◆ **Exercise brief**
What is needed is an exact repeat of the lines from the line containing "Target: bare leg" through the final line of the entries below, and nothing else.

◆ **Supplied information**
* * * * * * * * *
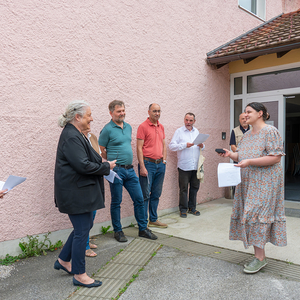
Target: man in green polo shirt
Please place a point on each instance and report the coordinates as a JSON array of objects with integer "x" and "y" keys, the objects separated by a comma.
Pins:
[{"x": 115, "y": 141}]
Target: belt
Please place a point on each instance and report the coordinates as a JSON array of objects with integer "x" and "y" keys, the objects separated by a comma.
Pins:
[
  {"x": 125, "y": 166},
  {"x": 156, "y": 161}
]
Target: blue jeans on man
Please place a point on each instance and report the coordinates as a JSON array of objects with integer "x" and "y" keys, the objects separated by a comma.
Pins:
[
  {"x": 131, "y": 183},
  {"x": 152, "y": 187}
]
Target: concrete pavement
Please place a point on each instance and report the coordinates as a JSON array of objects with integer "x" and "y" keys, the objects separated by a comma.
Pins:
[{"x": 192, "y": 259}]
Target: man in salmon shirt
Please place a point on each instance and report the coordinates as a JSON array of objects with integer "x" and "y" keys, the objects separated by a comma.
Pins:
[{"x": 152, "y": 154}]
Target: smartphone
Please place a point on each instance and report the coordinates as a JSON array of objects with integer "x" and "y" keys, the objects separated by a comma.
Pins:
[{"x": 220, "y": 150}]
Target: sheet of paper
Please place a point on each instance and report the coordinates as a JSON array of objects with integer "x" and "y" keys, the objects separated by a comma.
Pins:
[
  {"x": 111, "y": 176},
  {"x": 12, "y": 181},
  {"x": 228, "y": 175},
  {"x": 201, "y": 138}
]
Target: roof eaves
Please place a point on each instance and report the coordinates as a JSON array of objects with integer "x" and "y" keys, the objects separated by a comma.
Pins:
[
  {"x": 246, "y": 55},
  {"x": 242, "y": 35}
]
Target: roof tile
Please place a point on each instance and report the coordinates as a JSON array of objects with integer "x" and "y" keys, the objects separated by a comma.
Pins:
[{"x": 282, "y": 30}]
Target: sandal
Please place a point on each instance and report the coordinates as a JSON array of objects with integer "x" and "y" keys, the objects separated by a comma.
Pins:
[
  {"x": 90, "y": 253},
  {"x": 93, "y": 246}
]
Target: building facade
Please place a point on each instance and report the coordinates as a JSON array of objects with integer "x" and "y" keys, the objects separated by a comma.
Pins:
[{"x": 136, "y": 51}]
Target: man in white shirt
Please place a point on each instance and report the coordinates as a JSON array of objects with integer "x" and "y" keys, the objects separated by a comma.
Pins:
[{"x": 188, "y": 156}]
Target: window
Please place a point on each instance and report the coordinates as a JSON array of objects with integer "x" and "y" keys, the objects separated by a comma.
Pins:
[{"x": 257, "y": 7}]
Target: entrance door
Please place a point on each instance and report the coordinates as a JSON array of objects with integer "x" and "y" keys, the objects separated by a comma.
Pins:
[{"x": 292, "y": 149}]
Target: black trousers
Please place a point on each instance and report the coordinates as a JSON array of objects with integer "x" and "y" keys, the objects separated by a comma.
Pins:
[
  {"x": 74, "y": 248},
  {"x": 188, "y": 187}
]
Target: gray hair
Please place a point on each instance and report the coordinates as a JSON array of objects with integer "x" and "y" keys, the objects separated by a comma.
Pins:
[{"x": 74, "y": 108}]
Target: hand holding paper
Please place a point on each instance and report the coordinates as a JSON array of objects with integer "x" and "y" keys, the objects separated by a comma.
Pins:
[{"x": 111, "y": 176}]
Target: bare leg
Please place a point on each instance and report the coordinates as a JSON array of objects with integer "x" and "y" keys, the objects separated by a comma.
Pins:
[{"x": 259, "y": 253}]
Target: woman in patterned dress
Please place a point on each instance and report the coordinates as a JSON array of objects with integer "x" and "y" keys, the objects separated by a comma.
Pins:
[{"x": 258, "y": 207}]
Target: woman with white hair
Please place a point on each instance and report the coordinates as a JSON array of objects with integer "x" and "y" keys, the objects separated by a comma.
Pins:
[
  {"x": 2, "y": 192},
  {"x": 78, "y": 188}
]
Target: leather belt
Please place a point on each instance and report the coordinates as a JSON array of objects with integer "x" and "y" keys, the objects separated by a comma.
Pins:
[
  {"x": 156, "y": 161},
  {"x": 125, "y": 166}
]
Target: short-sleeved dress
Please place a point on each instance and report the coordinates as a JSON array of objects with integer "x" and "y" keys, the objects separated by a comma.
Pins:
[{"x": 258, "y": 207}]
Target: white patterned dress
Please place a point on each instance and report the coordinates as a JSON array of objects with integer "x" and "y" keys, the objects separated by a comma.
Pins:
[{"x": 258, "y": 207}]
* * * * * * * * *
◆ **Reply to the task**
Target: bare leg
Please place a point on each instance and report the coordinates as a JSON array of objects with integer "x" and "y" keys, the objects separated by a comma.
Pins:
[{"x": 259, "y": 253}]
Target: woman in patterned dress
Please place a point on each instance and report the coordinates as a JSON array of objects with integer "x" and "y" keys, the objects separated by a comma.
Pins:
[{"x": 258, "y": 207}]
Target: woman with white hair
Please place a point on each instance and report the coordinates as a JSON array of objects with integer "x" and "y" keys, the objects separated by a comma.
Pins:
[
  {"x": 2, "y": 192},
  {"x": 78, "y": 188}
]
Target: leather belt
Please place a point on each instance and report the coordinates as a JSON array of objects with integer "x" and "y" keys, the objects separated by a comma.
Pins:
[
  {"x": 156, "y": 161},
  {"x": 125, "y": 166}
]
Target: short-sleeved dress
Please place a point on each instance and report the coordinates as a JSON array of objects with integer "x" and "y" keys, the objects separated by a comma.
Pins:
[{"x": 258, "y": 207}]
Target: white patterned dress
Please place a point on each instance and report the coordinates as a JSON array of objects with integer "x" and "y" keys, the objects separated by a comma.
Pins:
[{"x": 258, "y": 207}]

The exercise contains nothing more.